Render the rows below as a two-column CSV with the headers "prompt" and "response", one CSV line per row. Put each row's text and its answer in a single quoted field, and replace line breaks with spaces.

··· INPUT FOR THIS TASK ···

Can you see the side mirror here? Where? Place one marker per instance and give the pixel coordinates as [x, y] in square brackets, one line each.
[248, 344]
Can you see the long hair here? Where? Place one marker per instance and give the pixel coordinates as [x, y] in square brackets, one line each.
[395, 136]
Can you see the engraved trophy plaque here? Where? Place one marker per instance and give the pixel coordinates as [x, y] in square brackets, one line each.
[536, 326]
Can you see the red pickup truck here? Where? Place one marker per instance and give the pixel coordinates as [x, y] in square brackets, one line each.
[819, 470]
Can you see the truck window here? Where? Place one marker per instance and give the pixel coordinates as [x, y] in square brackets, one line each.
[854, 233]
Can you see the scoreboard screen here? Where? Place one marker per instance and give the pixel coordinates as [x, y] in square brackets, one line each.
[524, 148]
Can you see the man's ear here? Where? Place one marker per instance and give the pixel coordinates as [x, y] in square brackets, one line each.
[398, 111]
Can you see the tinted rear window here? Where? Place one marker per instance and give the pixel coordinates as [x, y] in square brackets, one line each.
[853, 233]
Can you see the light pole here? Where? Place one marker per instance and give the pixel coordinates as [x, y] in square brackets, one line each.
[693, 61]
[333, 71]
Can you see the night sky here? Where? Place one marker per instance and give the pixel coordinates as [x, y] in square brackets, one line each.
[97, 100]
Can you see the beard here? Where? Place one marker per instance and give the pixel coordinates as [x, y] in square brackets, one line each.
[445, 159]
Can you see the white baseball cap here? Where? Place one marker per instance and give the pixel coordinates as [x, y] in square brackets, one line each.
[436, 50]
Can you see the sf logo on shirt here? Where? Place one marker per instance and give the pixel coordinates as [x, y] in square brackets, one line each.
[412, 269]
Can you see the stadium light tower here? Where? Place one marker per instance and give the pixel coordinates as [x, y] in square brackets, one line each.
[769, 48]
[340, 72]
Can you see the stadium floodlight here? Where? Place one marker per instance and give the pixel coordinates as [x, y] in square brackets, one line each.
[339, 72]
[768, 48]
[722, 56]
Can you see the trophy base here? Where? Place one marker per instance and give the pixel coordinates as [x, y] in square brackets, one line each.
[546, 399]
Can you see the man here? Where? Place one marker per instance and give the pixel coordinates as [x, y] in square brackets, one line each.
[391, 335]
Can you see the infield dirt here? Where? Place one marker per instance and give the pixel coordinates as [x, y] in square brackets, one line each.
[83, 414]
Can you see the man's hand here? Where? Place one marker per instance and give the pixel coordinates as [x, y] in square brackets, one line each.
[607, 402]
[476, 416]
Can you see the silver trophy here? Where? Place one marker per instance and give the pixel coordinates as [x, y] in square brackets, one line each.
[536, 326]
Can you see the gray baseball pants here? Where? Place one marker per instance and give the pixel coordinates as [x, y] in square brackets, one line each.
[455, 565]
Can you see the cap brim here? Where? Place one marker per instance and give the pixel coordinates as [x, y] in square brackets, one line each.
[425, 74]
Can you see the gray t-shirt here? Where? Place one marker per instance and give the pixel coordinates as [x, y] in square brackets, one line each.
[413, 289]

···

### [RESPONSE TO THE EXERCISE]
prompt,response
"Can you see the side mirror here? Where? Place one marker per instance and give the pixel coordinates as [x, y] in square brackets, one line each.","[248, 344]"
"Can you see the long hair here? Where? Place one marker per instance and give the pixel coordinates as [x, y] in square brackets, one line each.","[395, 136]"
"Can you see the engraved trophy plaque here? Where? Place one marker per instance and give the pixel coordinates as [x, y] in square brackets, one line each.","[536, 326]"
"Can you see the red pickup truck here? Where? Place one marker per instance and give the pixel coordinates as [x, y] in square brackets, one line each.","[819, 470]"
"Can you see the truck window here? Where? Place one marker per instance and give the pixel coordinates as [x, y] in square brackets, one line each.","[854, 233]"
"Can you see the scoreboard screen here? Where? Place one marker per instance and give the pixel coordinates as [x, y] in square brackets, one line each.","[524, 148]"
"Can you see the man's ear here? Where? Place one marker per instance and give the pixel coordinates as [x, y] in square brackets, one line each.","[398, 111]"
"Can you see the tinted rear window here? Where? Place one marker per instance and give the pixel coordinates as [x, y] in square brackets, one line each.","[853, 233]"
"Can you see the light pole here? Where? Place one marker per instance and give the pixel coordinates as [x, y] in square brackets, one line each.","[693, 61] [333, 71]"
"Can you see the night sky here? Where? Place one marker per instance and give the pixel coordinates as [x, y] in square brackets, one line each.","[97, 100]"
"Can you see the beard here? Where? Place one marker per instance and give the pixel coordinates as [x, y] in square brackets, one line each.","[445, 159]"
"Can you see the white baseball cap here? Where? Place one marker per instance and give the pixel coordinates as [x, y] in square brackets, one line each.","[436, 50]"
"Can you see the sf logo on shirt here? Where? Place one marker per instance and give the pixel coordinates as [x, y] in square brackets, one line each.","[412, 269]"
"Can you see the stadium light tower here? Where? Place one marker per instance and give the pixel coordinates as [x, y] in square brackets, one line each.","[769, 48] [340, 72]"
"Can you see the stadium floodlight here? Where? Place one marker per instance and give the pixel coordinates as [x, y] in square brackets, one line each.","[339, 72] [768, 48] [722, 56]"
"Can you see the trophy base here? Where? Place one marker per instance and give the pixel coordinates as [x, y] in square brackets, one line each.","[546, 399]"
"Can you see the man here? Where? Place one marker per instance and give the pixel coordinates as [x, y] in square brackets, one line each.","[391, 335]"
"Can you see the infield dirt here? Where? Place one marker per instance and give the pixel coordinates as [x, y] in square brackets, one line each.","[83, 414]"
"Can you see the man's hand here? Where? Place one marker per instance and give the pixel coordinates as [x, y] in square brackets, one line each.","[607, 402] [476, 416]"
"Can you see the silver trophy here? Where? Place one marker per instance and give the pixel coordinates as [x, y] in square brackets, one line each.","[536, 326]"
"Can you see the gray baseball pants here? Where? Place one marker per instance and give the pixel coordinates as [x, y] in square brackets, one line each.","[455, 565]"
"Can you see the cap brim here? Where? Place one marker per instance and give the pixel coordinates as [x, y] in square brackets, one line each.","[425, 74]"
"Can you see the gray t-shirt here? Where? Place one marker per instance and give the pixel coordinates as [x, y] in square brackets, one line each.","[413, 289]"